| Objective |
Below are records; reproduce exactly the lines from the one containing "Target: blue jeans" through the end, both included, and only those.

Dataset excerpt:

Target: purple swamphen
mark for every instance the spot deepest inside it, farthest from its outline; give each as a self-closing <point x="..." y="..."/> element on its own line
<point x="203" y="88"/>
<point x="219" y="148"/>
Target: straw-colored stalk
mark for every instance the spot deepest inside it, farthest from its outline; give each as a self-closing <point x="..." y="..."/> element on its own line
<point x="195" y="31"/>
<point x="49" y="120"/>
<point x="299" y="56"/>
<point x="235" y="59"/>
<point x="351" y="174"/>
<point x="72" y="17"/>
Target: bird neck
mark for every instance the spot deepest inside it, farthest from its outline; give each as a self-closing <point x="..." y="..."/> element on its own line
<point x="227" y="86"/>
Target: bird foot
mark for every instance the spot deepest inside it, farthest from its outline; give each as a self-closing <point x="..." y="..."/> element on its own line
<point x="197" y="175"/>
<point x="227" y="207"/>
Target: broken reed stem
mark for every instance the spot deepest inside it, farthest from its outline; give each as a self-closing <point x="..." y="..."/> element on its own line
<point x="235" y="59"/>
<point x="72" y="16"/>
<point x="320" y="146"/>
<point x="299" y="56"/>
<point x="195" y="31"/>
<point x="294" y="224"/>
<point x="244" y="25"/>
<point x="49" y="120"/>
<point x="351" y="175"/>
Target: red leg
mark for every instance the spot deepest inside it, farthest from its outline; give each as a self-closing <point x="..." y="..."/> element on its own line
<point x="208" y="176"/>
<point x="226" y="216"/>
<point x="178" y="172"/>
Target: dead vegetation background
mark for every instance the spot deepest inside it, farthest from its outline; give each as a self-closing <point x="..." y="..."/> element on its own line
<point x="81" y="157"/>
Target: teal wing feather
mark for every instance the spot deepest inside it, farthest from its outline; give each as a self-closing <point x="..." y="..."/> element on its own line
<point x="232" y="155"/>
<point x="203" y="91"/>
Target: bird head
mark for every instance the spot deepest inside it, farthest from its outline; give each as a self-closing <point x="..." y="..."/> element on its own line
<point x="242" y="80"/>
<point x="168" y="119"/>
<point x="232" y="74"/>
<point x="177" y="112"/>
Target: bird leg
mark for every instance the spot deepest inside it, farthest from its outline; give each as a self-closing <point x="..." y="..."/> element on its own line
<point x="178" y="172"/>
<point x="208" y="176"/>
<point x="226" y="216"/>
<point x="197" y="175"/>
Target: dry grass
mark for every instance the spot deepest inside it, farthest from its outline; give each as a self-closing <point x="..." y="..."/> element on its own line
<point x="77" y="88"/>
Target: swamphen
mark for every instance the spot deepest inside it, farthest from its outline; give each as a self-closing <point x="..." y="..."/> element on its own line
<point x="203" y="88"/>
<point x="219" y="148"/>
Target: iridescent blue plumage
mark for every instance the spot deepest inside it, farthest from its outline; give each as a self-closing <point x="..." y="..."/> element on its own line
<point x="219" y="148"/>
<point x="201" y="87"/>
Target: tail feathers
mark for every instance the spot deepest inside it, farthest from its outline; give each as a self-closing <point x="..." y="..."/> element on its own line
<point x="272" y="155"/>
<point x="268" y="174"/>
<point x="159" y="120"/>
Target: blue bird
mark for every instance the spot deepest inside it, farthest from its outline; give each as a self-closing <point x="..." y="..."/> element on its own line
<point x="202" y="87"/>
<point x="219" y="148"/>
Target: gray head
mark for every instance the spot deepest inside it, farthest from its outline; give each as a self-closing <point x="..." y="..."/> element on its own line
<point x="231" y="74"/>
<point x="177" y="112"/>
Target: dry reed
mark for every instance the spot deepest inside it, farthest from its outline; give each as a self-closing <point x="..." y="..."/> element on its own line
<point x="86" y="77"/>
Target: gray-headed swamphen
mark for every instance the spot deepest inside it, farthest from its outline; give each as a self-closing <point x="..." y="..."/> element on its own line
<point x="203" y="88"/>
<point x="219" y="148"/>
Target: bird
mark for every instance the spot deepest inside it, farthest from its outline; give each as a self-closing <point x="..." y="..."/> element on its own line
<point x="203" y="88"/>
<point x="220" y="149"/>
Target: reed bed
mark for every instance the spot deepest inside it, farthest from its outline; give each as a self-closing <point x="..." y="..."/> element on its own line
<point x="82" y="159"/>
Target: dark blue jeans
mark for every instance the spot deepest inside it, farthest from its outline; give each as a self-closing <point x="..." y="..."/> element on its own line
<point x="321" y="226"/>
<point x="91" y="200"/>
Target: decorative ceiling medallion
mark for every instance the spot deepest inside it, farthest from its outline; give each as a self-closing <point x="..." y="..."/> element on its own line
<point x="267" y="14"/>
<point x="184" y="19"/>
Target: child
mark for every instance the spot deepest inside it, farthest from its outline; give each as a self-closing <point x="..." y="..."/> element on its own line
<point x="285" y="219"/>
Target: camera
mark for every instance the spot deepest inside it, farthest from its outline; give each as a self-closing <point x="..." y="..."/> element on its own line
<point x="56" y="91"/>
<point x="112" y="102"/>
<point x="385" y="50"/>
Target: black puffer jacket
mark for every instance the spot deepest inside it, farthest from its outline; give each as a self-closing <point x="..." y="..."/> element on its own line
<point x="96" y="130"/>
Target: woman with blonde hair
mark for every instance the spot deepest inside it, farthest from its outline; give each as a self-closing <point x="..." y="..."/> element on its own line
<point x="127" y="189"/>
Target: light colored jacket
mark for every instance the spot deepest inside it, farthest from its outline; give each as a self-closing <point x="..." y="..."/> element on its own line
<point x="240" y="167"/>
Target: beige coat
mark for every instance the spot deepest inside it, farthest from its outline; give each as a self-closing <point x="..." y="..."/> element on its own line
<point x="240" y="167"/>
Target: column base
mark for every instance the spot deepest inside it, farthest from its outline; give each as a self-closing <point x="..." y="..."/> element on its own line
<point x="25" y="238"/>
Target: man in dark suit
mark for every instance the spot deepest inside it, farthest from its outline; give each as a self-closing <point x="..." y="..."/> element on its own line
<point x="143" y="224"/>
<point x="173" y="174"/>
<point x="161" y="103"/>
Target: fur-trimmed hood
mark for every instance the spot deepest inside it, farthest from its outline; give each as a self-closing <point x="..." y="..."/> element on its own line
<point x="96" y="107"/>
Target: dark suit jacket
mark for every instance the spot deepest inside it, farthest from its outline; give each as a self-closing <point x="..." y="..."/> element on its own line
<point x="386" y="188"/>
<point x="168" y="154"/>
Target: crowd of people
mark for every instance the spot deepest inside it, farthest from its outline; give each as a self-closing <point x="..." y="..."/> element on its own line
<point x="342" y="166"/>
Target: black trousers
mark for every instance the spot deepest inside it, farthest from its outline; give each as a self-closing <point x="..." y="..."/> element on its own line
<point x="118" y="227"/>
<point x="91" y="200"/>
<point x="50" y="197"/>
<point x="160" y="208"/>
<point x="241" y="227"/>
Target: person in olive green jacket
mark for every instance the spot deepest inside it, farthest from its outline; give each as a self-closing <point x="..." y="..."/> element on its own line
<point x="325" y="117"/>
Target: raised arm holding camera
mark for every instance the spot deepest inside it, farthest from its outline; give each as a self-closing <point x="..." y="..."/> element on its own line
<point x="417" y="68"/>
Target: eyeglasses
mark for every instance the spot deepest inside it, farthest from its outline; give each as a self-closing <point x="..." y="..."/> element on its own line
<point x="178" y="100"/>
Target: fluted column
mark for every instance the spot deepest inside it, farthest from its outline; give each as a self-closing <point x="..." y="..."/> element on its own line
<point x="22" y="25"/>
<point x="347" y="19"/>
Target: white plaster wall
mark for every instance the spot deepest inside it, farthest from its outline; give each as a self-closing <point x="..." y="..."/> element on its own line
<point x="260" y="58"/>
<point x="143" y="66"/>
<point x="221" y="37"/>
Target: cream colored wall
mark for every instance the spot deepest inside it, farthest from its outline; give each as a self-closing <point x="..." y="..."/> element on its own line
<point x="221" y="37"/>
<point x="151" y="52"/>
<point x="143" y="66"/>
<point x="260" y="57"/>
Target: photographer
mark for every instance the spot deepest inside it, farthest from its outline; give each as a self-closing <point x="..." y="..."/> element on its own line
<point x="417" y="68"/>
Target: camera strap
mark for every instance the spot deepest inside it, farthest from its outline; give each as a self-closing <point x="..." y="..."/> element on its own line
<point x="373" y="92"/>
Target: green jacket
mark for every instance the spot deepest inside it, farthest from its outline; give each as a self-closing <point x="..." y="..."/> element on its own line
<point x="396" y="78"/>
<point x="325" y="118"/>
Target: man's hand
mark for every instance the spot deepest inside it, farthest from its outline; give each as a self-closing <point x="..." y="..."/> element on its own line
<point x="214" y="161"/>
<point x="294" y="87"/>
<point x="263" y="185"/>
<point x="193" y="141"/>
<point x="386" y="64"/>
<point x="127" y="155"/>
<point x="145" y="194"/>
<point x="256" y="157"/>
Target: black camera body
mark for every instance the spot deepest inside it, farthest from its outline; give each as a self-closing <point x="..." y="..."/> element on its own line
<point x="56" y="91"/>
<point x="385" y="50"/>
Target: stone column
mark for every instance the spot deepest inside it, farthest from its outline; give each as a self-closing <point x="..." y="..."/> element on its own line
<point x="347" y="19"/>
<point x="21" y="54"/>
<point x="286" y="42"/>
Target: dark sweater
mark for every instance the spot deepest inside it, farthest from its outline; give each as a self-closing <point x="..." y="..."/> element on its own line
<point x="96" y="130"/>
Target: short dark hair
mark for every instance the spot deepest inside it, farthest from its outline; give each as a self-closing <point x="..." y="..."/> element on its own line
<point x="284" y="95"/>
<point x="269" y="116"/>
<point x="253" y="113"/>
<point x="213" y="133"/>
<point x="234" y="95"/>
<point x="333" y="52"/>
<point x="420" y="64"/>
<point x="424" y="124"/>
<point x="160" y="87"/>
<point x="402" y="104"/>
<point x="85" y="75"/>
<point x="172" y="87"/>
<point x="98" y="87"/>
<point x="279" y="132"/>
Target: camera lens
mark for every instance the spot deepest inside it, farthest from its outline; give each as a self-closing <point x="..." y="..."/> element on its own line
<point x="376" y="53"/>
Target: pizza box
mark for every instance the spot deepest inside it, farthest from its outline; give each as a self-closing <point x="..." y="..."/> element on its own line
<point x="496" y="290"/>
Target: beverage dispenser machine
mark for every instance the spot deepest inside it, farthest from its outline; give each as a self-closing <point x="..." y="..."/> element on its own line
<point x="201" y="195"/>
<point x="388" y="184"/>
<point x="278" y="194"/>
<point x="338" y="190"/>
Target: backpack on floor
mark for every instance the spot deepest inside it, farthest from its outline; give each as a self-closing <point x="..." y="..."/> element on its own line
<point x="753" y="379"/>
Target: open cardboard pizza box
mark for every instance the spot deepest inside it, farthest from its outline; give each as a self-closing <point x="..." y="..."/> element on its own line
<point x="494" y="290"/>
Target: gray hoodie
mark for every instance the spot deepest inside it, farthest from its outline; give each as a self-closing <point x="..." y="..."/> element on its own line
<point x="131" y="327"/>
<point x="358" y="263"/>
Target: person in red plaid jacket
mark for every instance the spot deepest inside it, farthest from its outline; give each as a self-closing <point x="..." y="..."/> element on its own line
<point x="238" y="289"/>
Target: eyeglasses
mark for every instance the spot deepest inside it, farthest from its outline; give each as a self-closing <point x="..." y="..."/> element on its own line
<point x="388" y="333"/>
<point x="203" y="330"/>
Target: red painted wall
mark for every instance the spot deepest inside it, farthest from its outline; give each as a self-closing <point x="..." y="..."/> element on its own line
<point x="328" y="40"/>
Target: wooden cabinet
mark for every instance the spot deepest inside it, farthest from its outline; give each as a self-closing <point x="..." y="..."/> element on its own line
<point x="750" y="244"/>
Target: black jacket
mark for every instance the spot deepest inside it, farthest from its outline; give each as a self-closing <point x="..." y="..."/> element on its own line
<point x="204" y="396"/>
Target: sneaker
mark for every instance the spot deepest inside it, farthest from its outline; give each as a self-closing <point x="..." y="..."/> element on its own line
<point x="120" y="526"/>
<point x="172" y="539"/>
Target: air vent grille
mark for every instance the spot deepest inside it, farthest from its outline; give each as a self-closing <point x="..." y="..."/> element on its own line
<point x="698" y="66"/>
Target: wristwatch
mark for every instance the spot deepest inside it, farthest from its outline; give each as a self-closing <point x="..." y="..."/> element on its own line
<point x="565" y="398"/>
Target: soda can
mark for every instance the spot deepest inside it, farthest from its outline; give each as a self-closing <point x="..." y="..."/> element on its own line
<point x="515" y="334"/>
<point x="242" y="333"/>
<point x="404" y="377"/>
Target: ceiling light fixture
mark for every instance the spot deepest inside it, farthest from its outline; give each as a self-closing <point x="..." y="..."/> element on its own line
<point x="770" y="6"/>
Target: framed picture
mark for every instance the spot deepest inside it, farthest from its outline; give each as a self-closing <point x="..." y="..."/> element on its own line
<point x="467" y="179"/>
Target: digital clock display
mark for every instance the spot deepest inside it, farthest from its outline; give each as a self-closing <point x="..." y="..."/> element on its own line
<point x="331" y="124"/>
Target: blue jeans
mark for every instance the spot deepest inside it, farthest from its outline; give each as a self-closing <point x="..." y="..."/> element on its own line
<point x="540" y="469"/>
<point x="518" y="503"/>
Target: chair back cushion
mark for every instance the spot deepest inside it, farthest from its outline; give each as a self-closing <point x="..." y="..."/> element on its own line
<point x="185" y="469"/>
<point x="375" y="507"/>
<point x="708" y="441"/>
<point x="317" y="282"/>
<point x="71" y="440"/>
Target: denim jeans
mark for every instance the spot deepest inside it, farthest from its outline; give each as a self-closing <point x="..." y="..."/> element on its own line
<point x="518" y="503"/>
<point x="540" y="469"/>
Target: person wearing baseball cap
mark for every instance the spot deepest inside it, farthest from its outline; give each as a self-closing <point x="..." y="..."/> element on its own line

| Response to this task |
Target: blue jeans
mark for every instance the spot deepest inside it, farthest from its outline; give each as a self-closing <point x="..." y="..."/> element on its own line
<point x="540" y="469"/>
<point x="518" y="503"/>
Target: chair back cushion
mark for every instance the spot deepest inside it, farthest from its outline; give each as a self-closing <point x="..." y="..."/> element on its own line
<point x="185" y="469"/>
<point x="375" y="507"/>
<point x="708" y="441"/>
<point x="317" y="282"/>
<point x="71" y="440"/>
Target: denim jeans
mark for every instance the spot deepest inside it, farthest from its outline; give each as a self-closing <point x="..." y="..."/> element on its own line
<point x="518" y="503"/>
<point x="540" y="469"/>
Target: person wearing baseball cap
mark for every instance the spot deepest inside it, farthest from its outline; give each as a self-closing <point x="..." y="..."/> element on its own line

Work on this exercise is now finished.